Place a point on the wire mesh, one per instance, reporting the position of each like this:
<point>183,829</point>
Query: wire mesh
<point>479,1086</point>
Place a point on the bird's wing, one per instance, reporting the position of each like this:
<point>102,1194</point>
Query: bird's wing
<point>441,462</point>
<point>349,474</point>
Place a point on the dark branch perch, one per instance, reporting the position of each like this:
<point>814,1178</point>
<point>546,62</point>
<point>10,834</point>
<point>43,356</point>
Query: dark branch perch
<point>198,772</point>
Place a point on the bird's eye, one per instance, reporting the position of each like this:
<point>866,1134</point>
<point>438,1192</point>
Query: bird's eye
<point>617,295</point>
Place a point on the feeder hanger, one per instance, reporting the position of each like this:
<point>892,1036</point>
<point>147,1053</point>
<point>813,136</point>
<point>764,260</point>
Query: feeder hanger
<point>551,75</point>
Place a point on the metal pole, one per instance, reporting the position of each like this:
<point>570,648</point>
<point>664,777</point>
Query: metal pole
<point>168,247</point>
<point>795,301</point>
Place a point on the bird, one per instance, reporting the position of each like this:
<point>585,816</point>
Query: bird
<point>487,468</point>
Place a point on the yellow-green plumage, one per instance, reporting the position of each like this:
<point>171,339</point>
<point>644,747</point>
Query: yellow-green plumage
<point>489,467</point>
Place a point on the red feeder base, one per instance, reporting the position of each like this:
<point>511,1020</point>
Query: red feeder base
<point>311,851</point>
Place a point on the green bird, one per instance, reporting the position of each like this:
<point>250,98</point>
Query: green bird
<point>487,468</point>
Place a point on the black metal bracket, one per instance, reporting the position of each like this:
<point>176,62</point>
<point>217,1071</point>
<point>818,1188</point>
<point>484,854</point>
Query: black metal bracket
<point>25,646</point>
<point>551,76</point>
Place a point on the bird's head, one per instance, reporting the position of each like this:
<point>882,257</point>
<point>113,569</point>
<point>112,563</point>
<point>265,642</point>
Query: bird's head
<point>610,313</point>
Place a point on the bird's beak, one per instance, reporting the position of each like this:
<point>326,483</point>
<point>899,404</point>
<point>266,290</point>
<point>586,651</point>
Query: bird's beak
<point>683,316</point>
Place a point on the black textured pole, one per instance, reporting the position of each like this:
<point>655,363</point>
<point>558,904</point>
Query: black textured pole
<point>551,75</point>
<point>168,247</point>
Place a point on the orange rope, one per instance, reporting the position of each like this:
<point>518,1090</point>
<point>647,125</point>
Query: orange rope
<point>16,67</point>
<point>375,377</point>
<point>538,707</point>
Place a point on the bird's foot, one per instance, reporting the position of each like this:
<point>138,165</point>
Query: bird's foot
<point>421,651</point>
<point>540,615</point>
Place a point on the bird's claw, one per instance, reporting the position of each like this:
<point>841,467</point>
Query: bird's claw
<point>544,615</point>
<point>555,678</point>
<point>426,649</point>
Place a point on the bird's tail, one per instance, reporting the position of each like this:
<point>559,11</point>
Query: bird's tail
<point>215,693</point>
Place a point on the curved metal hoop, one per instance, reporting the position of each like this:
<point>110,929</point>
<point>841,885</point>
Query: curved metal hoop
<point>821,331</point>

□ □ □

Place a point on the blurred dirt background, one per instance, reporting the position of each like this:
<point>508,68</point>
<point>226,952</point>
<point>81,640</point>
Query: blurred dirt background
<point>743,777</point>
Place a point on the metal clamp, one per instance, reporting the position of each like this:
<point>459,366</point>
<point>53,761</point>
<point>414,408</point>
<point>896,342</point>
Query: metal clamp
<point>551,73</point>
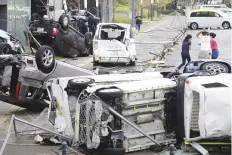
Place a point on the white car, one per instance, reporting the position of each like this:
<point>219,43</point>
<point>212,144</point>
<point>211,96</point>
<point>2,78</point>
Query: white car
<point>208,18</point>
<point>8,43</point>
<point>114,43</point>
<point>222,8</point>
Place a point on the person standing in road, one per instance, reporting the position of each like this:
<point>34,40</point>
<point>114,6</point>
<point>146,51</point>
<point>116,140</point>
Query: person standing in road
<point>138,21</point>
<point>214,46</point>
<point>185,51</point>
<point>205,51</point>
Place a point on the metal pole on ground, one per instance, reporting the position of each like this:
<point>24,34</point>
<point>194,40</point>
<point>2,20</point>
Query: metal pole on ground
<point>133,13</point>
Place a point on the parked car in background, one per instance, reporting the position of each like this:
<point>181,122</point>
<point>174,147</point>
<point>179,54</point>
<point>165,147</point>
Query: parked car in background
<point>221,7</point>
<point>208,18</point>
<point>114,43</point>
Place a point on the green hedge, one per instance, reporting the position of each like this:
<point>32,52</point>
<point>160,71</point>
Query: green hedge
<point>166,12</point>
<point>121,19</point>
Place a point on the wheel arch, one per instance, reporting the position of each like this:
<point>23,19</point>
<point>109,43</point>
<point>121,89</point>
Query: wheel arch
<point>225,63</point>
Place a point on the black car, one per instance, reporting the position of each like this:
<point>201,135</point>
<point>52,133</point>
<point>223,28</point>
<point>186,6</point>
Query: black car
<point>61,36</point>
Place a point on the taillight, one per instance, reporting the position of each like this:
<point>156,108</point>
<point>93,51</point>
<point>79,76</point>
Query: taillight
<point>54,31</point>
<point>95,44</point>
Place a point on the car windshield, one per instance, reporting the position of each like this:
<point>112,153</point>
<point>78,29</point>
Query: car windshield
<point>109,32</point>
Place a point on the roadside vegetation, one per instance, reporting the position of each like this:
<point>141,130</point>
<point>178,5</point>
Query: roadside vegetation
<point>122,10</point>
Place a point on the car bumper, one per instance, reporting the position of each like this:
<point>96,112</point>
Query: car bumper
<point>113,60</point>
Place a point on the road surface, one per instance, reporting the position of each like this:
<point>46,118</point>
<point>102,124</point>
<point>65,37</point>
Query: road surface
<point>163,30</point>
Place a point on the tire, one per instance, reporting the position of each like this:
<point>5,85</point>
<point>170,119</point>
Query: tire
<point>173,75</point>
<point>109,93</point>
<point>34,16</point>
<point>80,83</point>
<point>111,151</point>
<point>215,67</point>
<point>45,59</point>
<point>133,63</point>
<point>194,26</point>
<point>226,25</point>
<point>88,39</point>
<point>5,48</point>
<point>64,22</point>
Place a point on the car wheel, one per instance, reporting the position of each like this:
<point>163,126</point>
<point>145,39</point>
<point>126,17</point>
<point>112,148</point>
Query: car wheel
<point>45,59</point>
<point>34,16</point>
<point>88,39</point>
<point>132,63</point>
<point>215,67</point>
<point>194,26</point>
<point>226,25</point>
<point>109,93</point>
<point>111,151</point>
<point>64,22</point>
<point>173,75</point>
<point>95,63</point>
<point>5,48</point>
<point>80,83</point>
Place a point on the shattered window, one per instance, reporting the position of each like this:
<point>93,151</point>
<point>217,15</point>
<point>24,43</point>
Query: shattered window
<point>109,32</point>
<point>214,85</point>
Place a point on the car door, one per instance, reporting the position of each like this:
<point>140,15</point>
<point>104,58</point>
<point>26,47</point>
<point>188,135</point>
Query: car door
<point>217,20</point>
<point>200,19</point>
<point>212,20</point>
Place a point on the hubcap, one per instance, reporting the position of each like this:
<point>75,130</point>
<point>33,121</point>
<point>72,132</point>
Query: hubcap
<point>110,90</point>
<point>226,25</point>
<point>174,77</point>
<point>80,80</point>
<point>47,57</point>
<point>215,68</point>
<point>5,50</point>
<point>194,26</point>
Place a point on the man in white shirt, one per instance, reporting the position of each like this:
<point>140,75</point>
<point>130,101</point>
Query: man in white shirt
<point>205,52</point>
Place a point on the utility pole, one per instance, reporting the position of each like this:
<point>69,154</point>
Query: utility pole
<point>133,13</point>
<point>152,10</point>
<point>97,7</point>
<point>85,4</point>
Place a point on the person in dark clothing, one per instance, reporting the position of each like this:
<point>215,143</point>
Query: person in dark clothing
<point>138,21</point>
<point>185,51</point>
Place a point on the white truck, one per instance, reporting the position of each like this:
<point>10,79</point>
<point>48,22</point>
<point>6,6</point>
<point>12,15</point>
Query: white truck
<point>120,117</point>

□ □ □

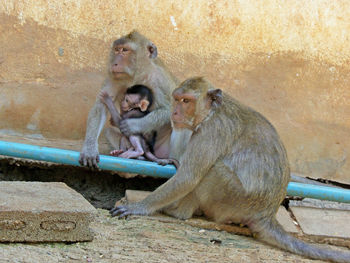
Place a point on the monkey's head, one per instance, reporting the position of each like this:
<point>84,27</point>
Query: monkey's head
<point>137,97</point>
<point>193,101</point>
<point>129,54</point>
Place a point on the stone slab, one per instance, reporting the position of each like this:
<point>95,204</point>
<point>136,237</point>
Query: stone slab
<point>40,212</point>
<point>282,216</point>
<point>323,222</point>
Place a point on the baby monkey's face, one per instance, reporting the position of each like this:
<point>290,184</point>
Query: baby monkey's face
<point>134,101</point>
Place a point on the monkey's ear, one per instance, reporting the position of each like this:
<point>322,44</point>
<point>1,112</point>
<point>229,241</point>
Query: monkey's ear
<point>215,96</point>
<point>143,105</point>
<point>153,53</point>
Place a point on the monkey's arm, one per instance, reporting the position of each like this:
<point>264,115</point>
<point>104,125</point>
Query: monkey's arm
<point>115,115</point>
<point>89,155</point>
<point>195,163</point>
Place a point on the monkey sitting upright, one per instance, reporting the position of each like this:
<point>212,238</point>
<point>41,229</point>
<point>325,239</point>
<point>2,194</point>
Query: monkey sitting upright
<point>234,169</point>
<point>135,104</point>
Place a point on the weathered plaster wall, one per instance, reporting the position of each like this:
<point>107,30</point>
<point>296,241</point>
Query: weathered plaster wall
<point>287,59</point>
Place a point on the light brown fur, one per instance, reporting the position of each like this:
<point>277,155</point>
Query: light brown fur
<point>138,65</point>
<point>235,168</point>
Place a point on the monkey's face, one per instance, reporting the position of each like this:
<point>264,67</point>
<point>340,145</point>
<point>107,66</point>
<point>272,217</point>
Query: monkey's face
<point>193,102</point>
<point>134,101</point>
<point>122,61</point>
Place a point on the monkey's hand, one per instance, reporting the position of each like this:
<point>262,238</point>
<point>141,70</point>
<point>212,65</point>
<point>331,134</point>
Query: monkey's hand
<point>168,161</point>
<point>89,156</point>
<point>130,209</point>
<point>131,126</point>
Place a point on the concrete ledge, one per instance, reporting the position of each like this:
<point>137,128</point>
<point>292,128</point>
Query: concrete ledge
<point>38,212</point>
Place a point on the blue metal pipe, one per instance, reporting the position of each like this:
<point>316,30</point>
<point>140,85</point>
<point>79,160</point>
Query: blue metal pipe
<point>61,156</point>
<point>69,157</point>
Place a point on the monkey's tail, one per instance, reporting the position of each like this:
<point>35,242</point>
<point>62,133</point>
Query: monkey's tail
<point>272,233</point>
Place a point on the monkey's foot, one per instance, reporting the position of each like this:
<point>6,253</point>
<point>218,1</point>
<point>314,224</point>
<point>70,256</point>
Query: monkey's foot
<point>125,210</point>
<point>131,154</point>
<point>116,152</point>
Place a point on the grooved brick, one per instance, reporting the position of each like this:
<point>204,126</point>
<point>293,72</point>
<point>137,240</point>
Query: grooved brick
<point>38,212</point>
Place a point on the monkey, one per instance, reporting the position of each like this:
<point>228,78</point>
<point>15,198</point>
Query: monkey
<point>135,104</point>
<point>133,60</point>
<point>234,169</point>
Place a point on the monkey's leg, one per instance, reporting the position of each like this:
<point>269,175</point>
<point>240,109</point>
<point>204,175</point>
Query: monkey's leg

□ □ □

What the task asks: From the records above, extract exactly and only the lines that begin at the line with "Place a point on the tire, one" and stop after the line with "<point>188,135</point>".

Response to the task:
Place a point on the tire, one per instance, reporting the position of each like this:
<point>5,85</point>
<point>170,119</point>
Query: tire
<point>173,75</point>
<point>109,93</point>
<point>34,16</point>
<point>80,83</point>
<point>111,151</point>
<point>215,67</point>
<point>45,59</point>
<point>133,63</point>
<point>194,26</point>
<point>226,25</point>
<point>88,39</point>
<point>5,48</point>
<point>64,22</point>
Place a point on the car wheel, one per instance, reporting the position of each like this:
<point>163,126</point>
<point>145,39</point>
<point>126,17</point>
<point>112,148</point>
Query: car wheel
<point>45,59</point>
<point>34,16</point>
<point>88,39</point>
<point>132,63</point>
<point>215,67</point>
<point>194,26</point>
<point>226,25</point>
<point>109,93</point>
<point>111,151</point>
<point>64,22</point>
<point>173,75</point>
<point>95,63</point>
<point>5,48</point>
<point>80,83</point>
Place a point on the shattered window, one per instance, reporting the position of each like this:
<point>93,151</point>
<point>217,15</point>
<point>24,43</point>
Query: shattered window
<point>109,32</point>
<point>214,85</point>
Place a point on the car door, one per instance, reporting the position of each like this:
<point>140,15</point>
<point>104,58</point>
<point>26,47</point>
<point>188,135</point>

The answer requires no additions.